Hendekler arası “oyun”a, barikatlar arası “barış”a duran çocuklardı onlar. Kaldırıma bırakılmış balonlara ateşe dokunur gibi dokunan, balonların içinde bir bombayı hayal edenlerdi
Nur, Cudi, Yafes ve Sur mahallesinin her sokağında, hendekler arası “oyun”a, barikatlar arası “barış”a duran çocuklardı onlar. Her oyunun bitimine alkışlar ve ıslıklar eşliğinde “Bijî Berxwedana Cizre”leri ekleyenlerdi. “Beyaz”a işlenen renklerle “Barış güldürür, savaş öldürür. Barış istiyoruz” diyenlerdi. En ince ayrıntısına kadar çizilmiş zırhlı araçlarla devleti zulmünü resmedenlerdi. Güneş açmış, sular akmış resimlere “susuzluk olmasın”ı işleyenlerdi. Kaldırıma bırakılmış balonlara ateşe dokunur gibi dokunan, balonların içinde bir bombayı hayal edenlerdi…
İki hendek arası “oyun”a, iki barikat arası “barış”a duranlara, bakışlarında her daim gün ışığı taşıyanlara; çocuklara…
Ankara’dan Şırnak’a yol alan bir uçağın 24 ABC numaralı koltuklarında yan yana oturan, birbirini tanımayan ikisi erkek, biri kadın üç kişiydik. Pencere kenarına oturmuş, gittiğim coğrafyaya ait renkler taşıyan başımı pencereye yaslamıştım. Uçağın kalkış yapmasıyla birlikte karın boşluğundaki o tuhaf hissi atlattığını paylaşan gençler sohbete başladı:
Salih: Gardeşim, sen de mi askersin?

Verilen Malzeme ▸
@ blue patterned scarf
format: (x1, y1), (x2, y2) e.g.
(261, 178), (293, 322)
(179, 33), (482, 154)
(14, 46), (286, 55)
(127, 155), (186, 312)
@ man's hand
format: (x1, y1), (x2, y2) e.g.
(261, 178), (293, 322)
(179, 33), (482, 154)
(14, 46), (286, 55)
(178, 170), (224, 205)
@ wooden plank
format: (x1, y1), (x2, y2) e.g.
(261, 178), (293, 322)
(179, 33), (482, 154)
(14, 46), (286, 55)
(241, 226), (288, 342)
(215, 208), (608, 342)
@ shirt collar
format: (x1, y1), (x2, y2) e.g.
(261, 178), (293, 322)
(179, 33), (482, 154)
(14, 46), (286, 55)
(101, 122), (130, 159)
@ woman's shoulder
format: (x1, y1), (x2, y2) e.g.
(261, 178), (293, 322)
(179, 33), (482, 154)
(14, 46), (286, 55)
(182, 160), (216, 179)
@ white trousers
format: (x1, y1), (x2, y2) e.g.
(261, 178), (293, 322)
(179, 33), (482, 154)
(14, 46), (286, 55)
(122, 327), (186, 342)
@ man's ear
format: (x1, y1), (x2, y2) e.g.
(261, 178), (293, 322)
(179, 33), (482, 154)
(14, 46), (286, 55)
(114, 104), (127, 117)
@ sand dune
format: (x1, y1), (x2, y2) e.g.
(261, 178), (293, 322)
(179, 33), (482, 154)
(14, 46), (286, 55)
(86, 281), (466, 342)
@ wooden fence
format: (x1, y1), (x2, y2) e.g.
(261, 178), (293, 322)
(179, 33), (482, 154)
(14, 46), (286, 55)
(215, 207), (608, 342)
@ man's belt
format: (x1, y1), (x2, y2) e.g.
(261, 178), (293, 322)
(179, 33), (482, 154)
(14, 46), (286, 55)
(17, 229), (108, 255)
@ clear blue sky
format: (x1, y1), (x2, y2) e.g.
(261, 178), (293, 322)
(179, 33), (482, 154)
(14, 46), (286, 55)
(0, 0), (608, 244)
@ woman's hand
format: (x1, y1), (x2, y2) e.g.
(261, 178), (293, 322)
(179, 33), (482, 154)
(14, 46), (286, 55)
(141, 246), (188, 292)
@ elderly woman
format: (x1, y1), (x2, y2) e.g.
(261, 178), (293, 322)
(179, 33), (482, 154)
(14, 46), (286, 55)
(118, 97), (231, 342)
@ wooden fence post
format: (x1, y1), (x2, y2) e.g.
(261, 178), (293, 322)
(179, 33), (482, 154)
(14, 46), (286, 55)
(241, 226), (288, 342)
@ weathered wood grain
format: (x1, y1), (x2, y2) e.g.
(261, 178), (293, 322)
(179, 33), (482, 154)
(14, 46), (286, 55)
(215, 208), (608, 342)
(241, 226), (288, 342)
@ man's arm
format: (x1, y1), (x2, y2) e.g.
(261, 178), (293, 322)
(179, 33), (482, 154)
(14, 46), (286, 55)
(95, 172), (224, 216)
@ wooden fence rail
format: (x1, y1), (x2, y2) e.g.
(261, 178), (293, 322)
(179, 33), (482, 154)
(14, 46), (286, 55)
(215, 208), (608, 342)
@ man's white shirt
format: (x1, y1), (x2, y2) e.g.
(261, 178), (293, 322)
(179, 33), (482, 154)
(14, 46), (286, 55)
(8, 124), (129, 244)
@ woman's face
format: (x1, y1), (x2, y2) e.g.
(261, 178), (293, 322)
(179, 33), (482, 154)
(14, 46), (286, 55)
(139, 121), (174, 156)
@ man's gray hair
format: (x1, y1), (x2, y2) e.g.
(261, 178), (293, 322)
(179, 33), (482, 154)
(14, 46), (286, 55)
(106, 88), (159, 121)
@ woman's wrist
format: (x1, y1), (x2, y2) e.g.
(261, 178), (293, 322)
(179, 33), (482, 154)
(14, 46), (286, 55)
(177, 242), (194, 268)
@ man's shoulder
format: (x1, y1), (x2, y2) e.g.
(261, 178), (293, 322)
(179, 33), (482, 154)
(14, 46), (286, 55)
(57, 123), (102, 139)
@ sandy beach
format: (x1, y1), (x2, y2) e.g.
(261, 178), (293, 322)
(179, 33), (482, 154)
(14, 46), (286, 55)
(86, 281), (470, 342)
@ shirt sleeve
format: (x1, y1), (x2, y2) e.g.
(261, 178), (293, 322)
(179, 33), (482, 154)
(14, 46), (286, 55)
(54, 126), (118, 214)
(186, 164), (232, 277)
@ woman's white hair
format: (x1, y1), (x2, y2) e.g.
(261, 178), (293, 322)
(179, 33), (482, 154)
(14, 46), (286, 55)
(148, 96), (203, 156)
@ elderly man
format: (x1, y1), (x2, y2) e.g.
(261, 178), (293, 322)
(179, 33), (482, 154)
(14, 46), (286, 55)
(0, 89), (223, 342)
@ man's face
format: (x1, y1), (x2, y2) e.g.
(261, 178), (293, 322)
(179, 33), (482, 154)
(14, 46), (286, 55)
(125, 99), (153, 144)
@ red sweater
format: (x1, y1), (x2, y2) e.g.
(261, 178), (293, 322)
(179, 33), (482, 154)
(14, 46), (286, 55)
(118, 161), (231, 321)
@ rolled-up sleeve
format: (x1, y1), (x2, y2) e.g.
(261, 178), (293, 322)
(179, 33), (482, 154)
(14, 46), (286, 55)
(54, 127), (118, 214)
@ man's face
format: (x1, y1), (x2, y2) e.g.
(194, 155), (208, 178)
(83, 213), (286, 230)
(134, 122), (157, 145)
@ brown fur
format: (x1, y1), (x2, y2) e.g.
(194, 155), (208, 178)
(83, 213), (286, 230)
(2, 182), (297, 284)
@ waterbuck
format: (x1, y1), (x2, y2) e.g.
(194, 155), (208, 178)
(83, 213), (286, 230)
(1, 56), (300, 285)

Yazılı Soru 1 ▸ Kayıtların başından başlayıp "(118, 97), (231, 342)" ifadesinin geçtiği satırda biten satırları, iki ucu da dahil ederek bir JSON listesine koy. Her satır ayrı bir dize olsun, boş satırlar alınmasın.
Yazılı Soru 2 ▸ Cizre'deki çocukları anlatan metnin devamını yaz.

Nihai Sonuç 1 ▸
[
  "@ blue patterned scarf",
  "format: (x1, y1), (x2, y2) e.g.",
  "(261, 178), (293, 322)",
  "(179, 33), (482, 154)",
  "(14, 46), (286, 55)",
  "(127, 155), (186, 312)",
  "@ man's hand",
  "format: (x1, y1), (x2, y2) e.g.",
  "(261, 178), (293, 322)",
  "(179, 33), (482, 154)",
  "(14, 46), (286, 55)",
  "(178, 170), (224, 205)",
  "@ wooden plank",
  "format: (x1, y1), (x2, y2) e.g.",
  "(261, 178), (293, 322)",
  "(179, 33), (482, 154)",
  "(14, 46), (286, 55)",
  "(241, 226), (288, 342)",
  "(215, 208), (608, 342)",
  "@ shirt collar",
  "format: (x1, y1), (x2, y2) e.g.",
  "(261, 178), (293, 322)",
  "(179, 33), (482, 154)",
  "(14, 46), (286, 55)",
  "(101, 122), (130, 159)",
  "@ woman's shoulder",
  "format: (x1, y1), (x2, y2) e.g.",
  "(261, 178), (293, 322)",
  "(179, 33), (482, 154)",
  "(14, 46), (286, 55)",
  "(182, 160), (216, 179)",
  "@ white trousers",
  "format: (x1, y1), (x2, y2) e.g.",
  "(261, 178), (293, 322)",
  "(179, 33), (482, 154)",
  "(14, 46), (286, 55)",
  "(122, 327), (186, 342)",
  "@ man's ear",
  "format: (x1, y1), (x2, y2) e.g.",
  "(261, 178), (293, 322)",
  "(179, 33), (482, 154)",
  "(14, 46), (286, 55)",
  "(114, 104), (127, 117)",
  "@ sand dune",
  "format: (x1, y1), (x2, y2) e.g.",
  "(261, 178), (293, 322)",
  "(179, 33), (482, 154)",
  "(14, 46), (286, 55)",
  "(86, 281), (466, 342)",
  "@ wooden fence",
  "format: (x1, y1), (x2, y2) e.g.",
  "(261, 178), (293, 322)",
  "(179, 33), (482, 154)",
  "(14, 46), (286, 55)",
  "(215, 207), (608, 342)",
  "@ man's belt",
  "format: (x1, y1), (x2, y2) e.g.",
  "(261, 178), (293, 322)",
  "(179, 33), (482, 154)",
  "(14, 46), (286, 55)",
  "(17, 229), (108, 255)",
  "@ clear blue sky",
  "format: (x1, y1), (x2, y2) e.g.",
  "(261, 178), (293, 322)",
  "(179, 33), (482, 154)",
  "(14, 46), (286, 55)",
  "(0, 0), (608, 244)",
  "@ woman's hand",
  "format: (x1, y1), (x2, y2) e.g.",
  "(261, 178), (293, 322)",
  "(179, 33), (482, 154)",
  "(14, 46), (286, 55)",
  "(141, 246), (188, 292)",
  "@ elderly woman",
  "format: (x1, y1), (x2, y2) e.g.",
  "(261, 178), (293, 322)",
  "(179, 33), (482, 154)",
  "(14, 46), (286, 55)",
  "(118, 97), (231, 342)"
]

Nihai Sonuç 2 ▸
Serhat: Nerden anladın, tıraşımdan mı?
Salih: He ya tıraşından, bu tıraş olduktan sonra nerde olsak birbirimizi tanırız.
Serhat: Doğru diyon valla. Nerelisin sen?
Salih: Amasyalıyım ben. Sen?
Serhat: Cizreliyim.
Salih: Bayram ziyaretine mi gidiyon? Askerliğin nerde?
Serhat: He, bayrama gidiyom, askerliğim Adana. Senin askerlik nerde?
Salih: Acemiliğim Adana’ydı benim de. Şimdi buraya verdiler, Şırnak/Cizre’ye…
İşittiğim son cümleyle doğruldum ve hemen yanımda oturan Salih’e sordum.
Ben: Kulak misafiri oldum da, askerliğin Cizre’ye mi çıktı?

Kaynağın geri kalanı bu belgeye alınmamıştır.